Civil Rights Leader Benjamin Hooks Dies Benjamin Hooks became executive director of the NAACP in 1977, taking over a group that was $1 million in debt and had shrunk to 200,000 members from nearly a half-million in the 1950s and 1960s. He pledged to increase enrollment and raise money for the organization.

Civil Rights Leader Benjamin Hooks Dies

Benjamin L. Hooks, a champion of minorities and the poor who as executive director of the NAACP increased the group's stature, died Thursday morning at his home in Memphis. He was 85, and had been ill for some time.

"I don't know anybody who lived a more triumphant life," former U.N. Ambassador Andrew Young told NPR. "He was a preacher. And a lawyer. And a banker. And an FCC regulator. And one of the best-rounded, happiest men I ever knew."

In 15 years at the helm of the NAACP, Hooks turned around an organization that had begun to falter after the peak of the civil rights movement. By the time he left in 1992, the group had raised membership ranks by several hundred thousand and had climbed out of debt.

In 2007, President George W. Bush presented Hooks with the Medal of Freedom, one of the nation's highest civilian honors.

Hooks became executive director in 1977, taking over a group that was $1 million in debt and had shrunk to 200,000 members from nearly a half-million in the 1950s and 1960s. He pledged to increase enrollment and raise money for the organization.

"He came in at a time the NAACP was struggling and gave it a strong foundation. He brought dignity and strong leadership to the organization," said State Rep. Ulysses Jones of Tennessee, a member of the church where Hooks was pastor.

Hooks told Ebony magazine at the time that "the civil rights movement is not dead."

"If anyone thinks that we are going to stop agitating, they had better think again," he said. "If anyone thinks that we are going to stop litigating, they had better close the courts. If anyone thinks that we are not going to demonstrate and protest, they had better roll up the sidewalks."

Young recalled Hooks as a pastor in Memphis who teamed with other ministers to create an organization to have a voice in Tennessee politics.

Later, Young said, Hooks became one of Dr. Martin Luther King Jr.'s close advisers.

"He was someone who Dr. King always consulted before we made a major move," Young said.

After Hooks left the NAACP, he reviewed how the struggle for equality had changed over the decades in an interview with NPR.

"Now, the fight is not over water fountains, it's not over riding the bus, it's over who's going to drive that bus," he said. "Now, once we start digging into these economic issues, resistance may grow. But Martin King said something to me that's very profound. I may not quote it exactly correct -- 'The law may not make you love me, but the law can make you treat me right until you learn how to love me.' "

Hooks' inspiration to fight social injustice and bigotry stemmed from his experience of guarding Italian prisoners of war while serving overseas in the Army during World War II -- foreign prisoners were allowed to eat in "for whites only" restaurants while he was barred from them.

Hooks had grown up in the segregated South, but when no Southern law school would admit him, he used the G.I. Bill to attend DePaul University in Chicago, where he earned a law degree in 1948. He later opened his own law practice in his hometown of Memphis.

■ SHORT EXERCISE 1:
Answer these questions from the article on Benjamin Hooks:
(a) In what year did Hooks become executive director of the NAACP?
(b) Which president presented Hooks with the Medal of Freedom, and in what year?
(c) At which university did Hooks earn his law degree?

■ RECORD EXTRACTS:

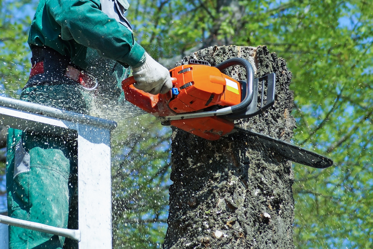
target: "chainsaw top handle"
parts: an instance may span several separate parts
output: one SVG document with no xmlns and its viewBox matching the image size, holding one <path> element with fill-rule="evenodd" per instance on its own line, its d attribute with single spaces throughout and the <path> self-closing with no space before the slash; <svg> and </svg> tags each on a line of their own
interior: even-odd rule
<svg viewBox="0 0 373 249">
<path fill-rule="evenodd" d="M 171 77 L 171 80 L 173 84 L 175 84 L 176 83 L 176 81 L 177 80 L 176 78 Z M 133 85 L 136 83 L 137 83 L 137 81 L 135 80 L 135 79 L 133 77 L 128 77 L 122 82 L 122 88 L 129 87 L 131 85 Z"/>
<path fill-rule="evenodd" d="M 235 113 L 240 112 L 246 109 L 251 101 L 253 96 L 254 70 L 249 62 L 242 58 L 232 58 L 222 62 L 215 66 L 220 72 L 233 66 L 239 65 L 245 68 L 246 71 L 246 94 L 239 104 L 232 106 L 232 112 Z M 245 91 L 244 91 L 244 92 Z"/>
</svg>

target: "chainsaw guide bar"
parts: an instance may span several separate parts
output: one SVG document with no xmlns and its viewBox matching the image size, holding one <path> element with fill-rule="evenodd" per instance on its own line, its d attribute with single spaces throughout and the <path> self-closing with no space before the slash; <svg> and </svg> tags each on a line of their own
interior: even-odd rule
<svg viewBox="0 0 373 249">
<path fill-rule="evenodd" d="M 273 152 L 294 162 L 319 169 L 333 165 L 333 161 L 327 157 L 281 140 L 236 126 L 235 127 L 233 131 L 229 137 L 242 139 L 243 134 L 247 137 L 248 141 L 255 143 L 256 145 L 258 145 L 266 150 Z M 239 138 L 237 137 L 238 135 Z"/>
</svg>

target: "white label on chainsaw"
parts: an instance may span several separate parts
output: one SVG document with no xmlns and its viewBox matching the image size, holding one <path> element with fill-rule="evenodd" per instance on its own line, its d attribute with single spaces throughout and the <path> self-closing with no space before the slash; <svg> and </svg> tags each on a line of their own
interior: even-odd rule
<svg viewBox="0 0 373 249">
<path fill-rule="evenodd" d="M 226 83 L 227 90 L 233 92 L 236 94 L 239 94 L 238 92 L 238 85 L 234 81 L 225 78 L 225 82 Z"/>
</svg>

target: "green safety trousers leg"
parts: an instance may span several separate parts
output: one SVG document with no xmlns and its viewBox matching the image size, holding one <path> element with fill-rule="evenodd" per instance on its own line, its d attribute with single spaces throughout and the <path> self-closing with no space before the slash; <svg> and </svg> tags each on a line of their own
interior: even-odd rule
<svg viewBox="0 0 373 249">
<path fill-rule="evenodd" d="M 86 97 L 74 85 L 24 89 L 21 99 L 86 113 Z M 9 128 L 6 182 L 8 215 L 63 228 L 78 229 L 76 137 Z M 61 236 L 9 226 L 10 249 L 77 248 Z M 65 242 L 65 246 L 64 243 Z"/>
</svg>

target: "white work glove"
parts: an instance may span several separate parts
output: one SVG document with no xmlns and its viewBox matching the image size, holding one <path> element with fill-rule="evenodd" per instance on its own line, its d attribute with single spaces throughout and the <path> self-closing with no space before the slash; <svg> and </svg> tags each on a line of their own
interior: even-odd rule
<svg viewBox="0 0 373 249">
<path fill-rule="evenodd" d="M 170 72 L 147 53 L 145 62 L 132 70 L 134 78 L 137 81 L 134 86 L 138 89 L 156 94 L 166 93 L 172 88 Z"/>
</svg>

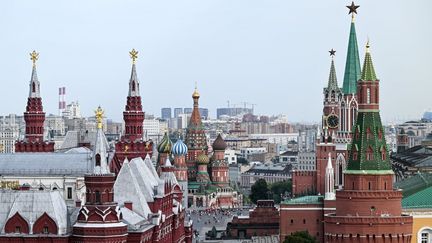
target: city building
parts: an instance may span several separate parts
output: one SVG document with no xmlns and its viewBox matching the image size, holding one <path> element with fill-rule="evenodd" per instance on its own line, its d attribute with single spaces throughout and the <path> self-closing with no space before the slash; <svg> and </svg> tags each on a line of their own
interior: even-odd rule
<svg viewBox="0 0 432 243">
<path fill-rule="evenodd" d="M 171 108 L 162 108 L 161 109 L 161 118 L 164 120 L 171 119 Z"/>
<path fill-rule="evenodd" d="M 188 148 L 186 155 L 188 206 L 239 207 L 242 205 L 242 195 L 229 185 L 229 167 L 225 160 L 227 144 L 219 134 L 212 144 L 213 153 L 209 155 L 208 140 L 199 113 L 199 98 L 200 94 L 195 88 L 192 94 L 193 111 L 185 136 L 185 144 Z M 158 161 L 168 156 L 169 144 L 168 141 L 159 144 Z"/>
<path fill-rule="evenodd" d="M 350 13 L 355 7 L 354 3 L 349 6 Z M 318 148 L 327 153 L 325 169 L 320 171 L 317 165 L 317 172 L 323 173 L 324 191 L 281 204 L 281 240 L 295 231 L 307 229 L 320 242 L 411 242 L 413 217 L 403 213 L 402 191 L 393 185 L 395 175 L 380 119 L 379 80 L 369 48 L 368 43 L 357 85 L 359 109 L 353 126 L 351 152 L 343 171 L 344 186 L 335 191 L 339 186 L 332 156 L 335 147 Z M 324 140 L 331 142 L 328 130 L 325 132 Z M 321 154 L 317 156 L 324 158 Z M 318 157 L 317 162 L 320 162 Z M 303 188 L 296 190 L 310 190 L 298 178 L 301 177 L 293 177 L 293 184 Z"/>
<path fill-rule="evenodd" d="M 227 238 L 279 235 L 279 211 L 273 200 L 258 200 L 249 216 L 234 216 L 227 225 Z"/>
</svg>

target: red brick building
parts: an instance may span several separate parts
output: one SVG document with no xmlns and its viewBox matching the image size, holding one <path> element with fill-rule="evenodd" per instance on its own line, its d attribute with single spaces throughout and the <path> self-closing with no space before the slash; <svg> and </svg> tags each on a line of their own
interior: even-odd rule
<svg viewBox="0 0 432 243">
<path fill-rule="evenodd" d="M 54 142 L 44 140 L 45 112 L 43 111 L 40 83 L 36 72 L 36 61 L 39 59 L 39 53 L 33 51 L 30 56 L 33 61 L 33 70 L 26 111 L 24 112 L 25 138 L 15 143 L 15 152 L 53 152 Z"/>
<path fill-rule="evenodd" d="M 279 211 L 273 200 L 258 200 L 256 208 L 249 216 L 234 216 L 227 225 L 227 235 L 235 239 L 278 235 L 279 218 Z"/>
</svg>

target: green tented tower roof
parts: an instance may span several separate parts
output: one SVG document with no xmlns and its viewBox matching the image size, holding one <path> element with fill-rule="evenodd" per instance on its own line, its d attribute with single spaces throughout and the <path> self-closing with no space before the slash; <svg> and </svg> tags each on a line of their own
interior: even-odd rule
<svg viewBox="0 0 432 243">
<path fill-rule="evenodd" d="M 354 22 L 351 23 L 350 36 L 348 41 L 348 52 L 345 63 L 344 82 L 342 92 L 344 94 L 357 93 L 357 81 L 360 79 L 360 58 L 357 46 L 357 35 Z"/>
<path fill-rule="evenodd" d="M 369 44 L 361 77 L 359 82 L 376 80 Z M 359 109 L 346 173 L 393 173 L 379 109 Z"/>
</svg>

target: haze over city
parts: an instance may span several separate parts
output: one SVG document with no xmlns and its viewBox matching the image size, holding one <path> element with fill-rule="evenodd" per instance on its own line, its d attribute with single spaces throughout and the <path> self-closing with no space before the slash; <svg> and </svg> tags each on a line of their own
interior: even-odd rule
<svg viewBox="0 0 432 243">
<path fill-rule="evenodd" d="M 383 119 L 419 118 L 431 107 L 431 2 L 358 4 L 360 59 L 369 37 Z M 331 48 L 342 84 L 349 19 L 340 1 L 4 1 L 0 113 L 22 113 L 36 50 L 47 113 L 57 114 L 57 89 L 66 86 L 84 115 L 101 105 L 121 120 L 135 48 L 146 113 L 191 107 L 196 81 L 212 117 L 229 100 L 255 103 L 257 114 L 318 121 Z"/>
</svg>

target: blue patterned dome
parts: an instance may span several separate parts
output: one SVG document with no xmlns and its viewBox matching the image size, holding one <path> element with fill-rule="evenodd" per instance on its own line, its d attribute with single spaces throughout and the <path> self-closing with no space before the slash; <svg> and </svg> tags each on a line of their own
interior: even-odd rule
<svg viewBox="0 0 432 243">
<path fill-rule="evenodd" d="M 185 155 L 187 154 L 187 146 L 183 143 L 181 139 L 178 139 L 177 142 L 172 146 L 171 153 L 173 155 Z"/>
</svg>

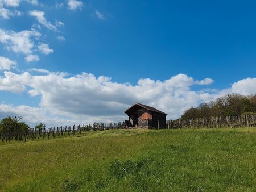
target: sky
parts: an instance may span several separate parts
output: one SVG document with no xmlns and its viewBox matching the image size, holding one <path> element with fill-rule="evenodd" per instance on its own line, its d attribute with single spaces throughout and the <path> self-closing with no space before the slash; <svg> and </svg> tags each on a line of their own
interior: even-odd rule
<svg viewBox="0 0 256 192">
<path fill-rule="evenodd" d="M 256 94 L 255 1 L 0 0 L 0 119 L 31 127 L 178 118 Z"/>
</svg>

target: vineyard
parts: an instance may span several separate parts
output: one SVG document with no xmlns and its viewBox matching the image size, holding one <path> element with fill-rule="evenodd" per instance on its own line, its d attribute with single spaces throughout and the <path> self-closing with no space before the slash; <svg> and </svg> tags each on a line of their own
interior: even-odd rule
<svg viewBox="0 0 256 192">
<path fill-rule="evenodd" d="M 193 119 L 168 120 L 166 121 L 166 128 L 220 128 L 256 127 L 256 115 L 246 115 L 242 116 L 229 116 L 225 118 L 216 117 L 210 118 L 199 118 Z M 9 142 L 12 140 L 26 141 L 27 140 L 49 139 L 60 138 L 72 135 L 81 135 L 88 131 L 104 131 L 108 130 L 129 128 L 125 122 L 110 123 L 94 123 L 77 126 L 60 126 L 38 130 L 32 128 L 23 131 L 0 132 L 2 142 Z M 133 127 L 134 128 L 134 127 Z M 161 129 L 158 127 L 158 129 Z"/>
</svg>

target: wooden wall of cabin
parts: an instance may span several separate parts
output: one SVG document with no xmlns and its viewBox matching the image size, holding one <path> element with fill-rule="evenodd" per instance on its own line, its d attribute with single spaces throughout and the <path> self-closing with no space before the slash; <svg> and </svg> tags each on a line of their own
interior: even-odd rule
<svg viewBox="0 0 256 192">
<path fill-rule="evenodd" d="M 152 114 L 147 110 L 144 108 L 138 108 L 133 111 L 133 114 L 129 115 L 129 121 L 131 126 L 135 127 L 134 123 L 137 122 L 134 118 L 138 114 L 138 123 L 137 126 L 139 127 L 148 127 L 152 126 Z"/>
<path fill-rule="evenodd" d="M 166 128 L 166 117 L 164 114 L 161 114 L 157 112 L 154 112 L 152 114 L 152 122 L 153 127 L 158 128 L 158 120 L 159 121 L 159 128 Z"/>
</svg>

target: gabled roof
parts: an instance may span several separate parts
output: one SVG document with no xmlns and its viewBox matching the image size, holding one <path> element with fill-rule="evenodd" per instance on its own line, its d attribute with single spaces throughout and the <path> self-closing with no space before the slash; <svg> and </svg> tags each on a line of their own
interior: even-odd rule
<svg viewBox="0 0 256 192">
<path fill-rule="evenodd" d="M 127 114 L 127 112 L 129 112 L 129 111 L 130 110 L 131 110 L 133 108 L 134 108 L 136 106 L 141 106 L 142 108 L 146 108 L 146 109 L 147 109 L 147 110 L 148 110 L 148 111 L 154 111 L 154 112 L 158 112 L 158 113 L 161 114 L 164 114 L 164 115 L 167 115 L 167 114 L 166 114 L 165 112 L 162 112 L 161 111 L 159 111 L 159 110 L 158 110 L 158 109 L 156 109 L 155 108 L 154 108 L 154 107 L 150 107 L 150 106 L 148 106 L 147 105 L 141 104 L 141 103 L 134 103 L 134 105 L 133 105 L 131 107 L 130 107 L 126 111 L 125 111 L 125 113 Z"/>
</svg>

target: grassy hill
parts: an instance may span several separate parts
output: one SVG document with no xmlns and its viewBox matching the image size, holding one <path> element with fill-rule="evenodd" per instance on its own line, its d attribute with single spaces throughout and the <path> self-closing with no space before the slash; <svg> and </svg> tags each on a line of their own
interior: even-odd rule
<svg viewBox="0 0 256 192">
<path fill-rule="evenodd" d="M 256 129 L 119 130 L 0 143 L 2 191 L 256 191 Z"/>
</svg>

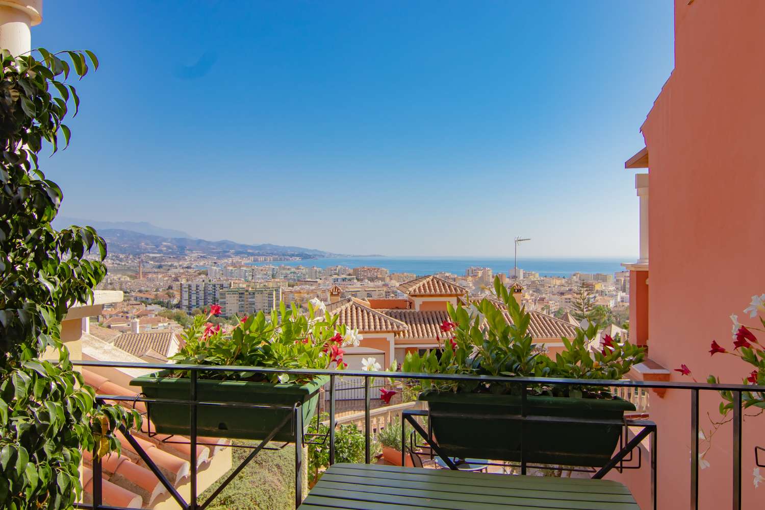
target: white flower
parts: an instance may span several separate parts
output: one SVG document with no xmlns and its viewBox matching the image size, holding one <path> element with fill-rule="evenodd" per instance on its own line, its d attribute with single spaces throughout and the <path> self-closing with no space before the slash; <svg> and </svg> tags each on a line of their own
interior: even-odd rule
<svg viewBox="0 0 765 510">
<path fill-rule="evenodd" d="M 754 479 L 752 480 L 752 483 L 754 484 L 754 489 L 757 489 L 760 486 L 760 483 L 765 482 L 765 478 L 763 478 L 762 475 L 760 474 L 760 468 L 754 468 L 752 476 L 754 477 Z"/>
<path fill-rule="evenodd" d="M 343 337 L 343 345 L 353 345 L 353 347 L 358 347 L 359 344 L 361 343 L 361 340 L 363 340 L 364 337 L 359 335 L 358 329 L 351 329 L 348 328 L 345 330 L 345 336 Z"/>
<path fill-rule="evenodd" d="M 757 316 L 757 310 L 765 311 L 765 294 L 753 296 L 752 302 L 744 309 L 744 312 L 748 313 L 751 319 L 754 319 Z"/>
<path fill-rule="evenodd" d="M 313 305 L 314 310 L 316 310 L 317 312 L 321 311 L 322 314 L 324 312 L 324 310 L 327 309 L 327 305 L 325 305 L 324 302 L 320 299 L 319 298 L 314 298 L 313 299 L 310 299 L 308 302 Z"/>
<path fill-rule="evenodd" d="M 754 489 L 757 489 L 760 483 L 765 482 L 765 478 L 763 478 L 762 475 L 760 474 L 760 468 L 754 468 L 752 476 L 754 477 L 754 479 L 752 480 L 752 483 L 754 484 Z"/>
<path fill-rule="evenodd" d="M 736 333 L 738 332 L 738 329 L 741 327 L 741 325 L 738 323 L 738 315 L 736 314 L 732 314 L 731 315 L 731 322 L 733 322 L 733 327 L 731 329 L 731 332 L 733 333 L 733 339 L 736 339 Z"/>
<path fill-rule="evenodd" d="M 362 358 L 361 365 L 363 365 L 361 369 L 366 371 L 376 371 L 382 368 L 374 358 Z"/>
</svg>

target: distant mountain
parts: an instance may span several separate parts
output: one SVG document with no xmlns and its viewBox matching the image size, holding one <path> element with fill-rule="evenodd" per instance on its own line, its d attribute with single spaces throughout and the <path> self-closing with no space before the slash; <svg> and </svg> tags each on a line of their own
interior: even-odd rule
<svg viewBox="0 0 765 510">
<path fill-rule="evenodd" d="M 60 230 L 70 225 L 80 225 L 84 227 L 89 225 L 96 230 L 130 230 L 138 234 L 146 234 L 151 236 L 160 236 L 162 237 L 188 237 L 193 239 L 191 236 L 182 230 L 176 230 L 172 228 L 162 228 L 152 225 L 146 221 L 100 221 L 98 220 L 83 220 L 79 217 L 67 217 L 58 216 L 53 221 L 54 228 Z"/>
<path fill-rule="evenodd" d="M 109 251 L 112 253 L 129 255 L 161 253 L 167 256 L 181 256 L 190 251 L 200 251 L 207 255 L 277 255 L 301 258 L 334 255 L 321 250 L 296 246 L 252 245 L 230 240 L 209 241 L 190 237 L 165 237 L 116 228 L 98 229 L 98 233 L 106 240 Z"/>
</svg>

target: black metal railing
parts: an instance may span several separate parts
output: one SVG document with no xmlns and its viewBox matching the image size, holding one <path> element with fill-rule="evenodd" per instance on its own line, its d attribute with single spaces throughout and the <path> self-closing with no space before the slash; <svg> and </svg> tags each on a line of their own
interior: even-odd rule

■ SHORT EXERCISE 2:
Count the lines of the listing that contain the word "building". Give only the number.

■ EXERCISE RESULT 1:
(a) 1977
(b) President George W. Bush, in 2007
(c) DePaul University in Chicago

■ EXERCISE RESULT 2:
2